▶ **PASSAGE DU TEXTE**:
Rupture de la coiffe des rotateurs
La rupture de la coiffe des rotateurs est une maladie de l’épaule résultant de l’usure et parfois d’un traumatisme.
Au niveau de l’épaule, plusieurs tendons (prolongement de muscles en provenance de l’omoplate) sont fixés sur l’humérus en entourant complètement sa tête. Ces différents tendons (subscapulaire, supra-épineux, infra-épineux, petit rond) sont jointifs et continus pour former une véritable coiffe tendineuse. Ils servent à stabiliser l’épaule en plaquant la tête de l’humérus contre l’omoplate et permettent l’élévation et la rotation du bras. Ils forment ainsi ce qu’on appelle “la coiffe des rotateurs”.
Au dessus de cette coiffe se trouve une partie de l’omoplate qui peut avoir une morphologie variable : c’est l’acromion. Ces deux structures sont séparées par des tissus de glissement qui forment la “bourse sous acromiale”.
Les tendons de la coiffe des rotateurs peuvent parfois être « irrités » car ils frottent de façon répétée sous l’acromion (cf “conflit sous acromial”). Comme une chaussette qui s’use par les frottements dans la chaussure, les tendons de la coiffe des rotateurs peuvent s’user, s’affiner, puis se rompre.
Il est également désormais bien démontré qu’en plus de ce phénomène de frottement il existe une dégénérescence progressive naturelle des tendons au niveau de leurs insertions sur l’os. Ce phénomène lié au vieillissement est aggravé par des facteurs de risques cardio-vasculaires et notamment de façon très importante par le tabagisme. Les tendons perdent leur élasticité et se “détachent” progressivement de l’os.
On estime ainsi qu’environ un quart de la population de plus de 50 ans, et environ la moitié des plus de 70 ans présentent une rupture de la coiffe des rotateurs.
Schéma rupture rétractée (tendon supra épineux)

▶ **TÂCHE À FAIRE A**:
Recopiez le passage du texte sur la coiffe des rotateurs de "Les tendons de la coiffe des rotateurs peuvent parfois" à "coiffe des rotateurs.".
▶ **TÂCHE À FAIRE B**:
Poursuivez le texte sur la coiffe des rotateurs à partir de l'endroit où il s'arrête.
Le matériel présenté ensuite n'a aucun rapport avec le texte sur la coiffe des rotateurs.

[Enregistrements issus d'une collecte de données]
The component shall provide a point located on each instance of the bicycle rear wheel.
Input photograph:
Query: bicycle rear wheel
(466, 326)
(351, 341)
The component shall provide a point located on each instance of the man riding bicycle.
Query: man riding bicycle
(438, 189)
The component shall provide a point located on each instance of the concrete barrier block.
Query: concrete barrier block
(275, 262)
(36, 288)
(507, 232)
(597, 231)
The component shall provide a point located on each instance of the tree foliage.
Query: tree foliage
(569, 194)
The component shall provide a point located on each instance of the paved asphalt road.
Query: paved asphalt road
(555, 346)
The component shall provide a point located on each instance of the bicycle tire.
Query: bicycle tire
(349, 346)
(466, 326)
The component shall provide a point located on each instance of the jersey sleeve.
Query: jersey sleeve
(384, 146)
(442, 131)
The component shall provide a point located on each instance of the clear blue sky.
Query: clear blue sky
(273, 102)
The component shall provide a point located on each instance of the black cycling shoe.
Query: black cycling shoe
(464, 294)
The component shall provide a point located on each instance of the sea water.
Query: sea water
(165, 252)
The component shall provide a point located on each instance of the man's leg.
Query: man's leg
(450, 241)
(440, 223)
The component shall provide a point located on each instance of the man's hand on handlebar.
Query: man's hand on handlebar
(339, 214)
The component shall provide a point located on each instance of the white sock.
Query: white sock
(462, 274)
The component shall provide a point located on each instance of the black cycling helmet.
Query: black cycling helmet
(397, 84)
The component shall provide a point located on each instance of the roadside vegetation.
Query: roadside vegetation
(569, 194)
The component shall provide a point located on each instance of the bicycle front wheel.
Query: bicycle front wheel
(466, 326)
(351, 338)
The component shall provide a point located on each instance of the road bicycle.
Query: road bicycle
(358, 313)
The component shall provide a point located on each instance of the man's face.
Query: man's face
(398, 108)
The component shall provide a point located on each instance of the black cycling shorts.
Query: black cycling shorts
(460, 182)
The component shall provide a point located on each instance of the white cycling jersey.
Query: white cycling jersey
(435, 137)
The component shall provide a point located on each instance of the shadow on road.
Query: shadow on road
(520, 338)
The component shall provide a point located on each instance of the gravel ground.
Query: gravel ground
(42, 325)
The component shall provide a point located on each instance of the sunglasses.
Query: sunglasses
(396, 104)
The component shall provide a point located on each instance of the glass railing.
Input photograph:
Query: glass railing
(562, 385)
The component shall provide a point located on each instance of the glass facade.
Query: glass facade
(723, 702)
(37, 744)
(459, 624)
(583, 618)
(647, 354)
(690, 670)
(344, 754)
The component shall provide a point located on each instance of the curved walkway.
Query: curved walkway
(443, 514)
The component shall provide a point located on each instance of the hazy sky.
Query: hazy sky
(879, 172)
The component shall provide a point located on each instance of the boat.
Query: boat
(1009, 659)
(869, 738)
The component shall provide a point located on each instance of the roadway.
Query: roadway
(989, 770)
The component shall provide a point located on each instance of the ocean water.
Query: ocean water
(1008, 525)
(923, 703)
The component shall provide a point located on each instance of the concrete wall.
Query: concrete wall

▶ **RÉPONSE A**:
Les tendons de la coiffe des rotateurs peuvent parfois être « irrités » car ils frottent de façon répétée sous l’acromion (cf “conflit sous acromial”). Comme une chaussette qui s’use par les frottements dans la chaussure, les tendons de la coiffe des rotateurs peuvent s’user, s’affiner, puis se rompre.
Il est également désormais bien démontré qu’en plus de ce phénomène de frottement il existe une dégénérescence progressive naturelle des tendons au niveau de leurs insertions sur l’os. Ce phénomène lié au vieillissement est aggravé par des facteurs de risques cardio-vasculaires et notamment de façon très importante par le tabagisme. Les tendons perdent leur élasticité et se “détachent” progressivement de l’os.
On estime ainsi qu’environ un quart de la population de plus de 50 ans, et environ la moitié des plus de 70 ans présentent une rupture de la coiffe des rotateurs.

▶ **RÉPONSE B**:
Rupture rétractée du supra-épineux – Dr Milin, Grenoble
Un traumatisme de l’épaule, une chute peuvent également déchirer un tendon fragile chez un patient jeune ou aggraver une rupture qui existait déjà.
La rupture peut s’étendre à un ou plusieurs tendons de la coiffe des rotateurs. Elle peut concerner tout ou partie du tendon et être de taille et d’aspect différents.
La rupture ne peut en aucun cas cicatriser seule et va s’agrandir progressivement. Le muscle correspondant au tendon rompu va alors dégénérer en graisse de façon irréversible et s’amincir jusqu’à devenir inefficace. A terme, une chirurgie pour ré-insertion du tendon à l’os ne sera plus possible car le trou sera trop grand, et serait de toute façon inutile puisque le muscle correspondant a perdu sa vitalité. Il en résulte un déséquilibre majeur de l’épaule qui va s’user de façon accélérée et conduire à l’arthrose qui pourra nécessiter une prothèse de l’épaule.
Les symptômes principaux de la rupture de la coiffe des rotateurs sont la douleur de l’épaule qui peut irradier vers l’avant du bras, la diminution des mobilités de l’épaule ainsi qu’une perte de force et d’endurance. Leur association est cependant extrêmement variable et le tableau clinique peut être très polymorphe. Certaines épaules restent par exemple assez mobiles mais très douloureuses, d’autres perdent leur fonction mais avec peu de douleurs…
Des examens d’imagerie sont indispensables :
- des radiographies standard qui évaluent notamment la présence d’arthrose
- ET une imagerie en coupe (IRM ou Arthroscanner) qui permet au chirurgien d’analyser la rupture et sa réparabilité (taille, localisation, qualité des muscles..)
Toutes les ruptures ne justifient pas une chirurgie : petite rupture bien tolérée chez un patient âgé, rupture trop importante jugée irréparable, patient trop fragile etc… L’âge n’est plus en soit une contre-indication isolée à la chirurgie puisque des études récentes mettent en évidence l’efficacité de la chirurgie arthroscopique dans les ruptures de la coiffe des rotateurs au delà de 70 ans et même après 75 ans, si l’indication opératoire est bien portée.
Aucun traitement médical ne permet la cicatrisation d’une rupture de la coiffe des rotateurs. Un traitement médicamenteux (antalgiques, anti inflammatoires) et des infiltrations peuvent cependant permettre d’améliorer la qualité de vie en diminuant la douleur si la chirurgie n’est pas justifiée.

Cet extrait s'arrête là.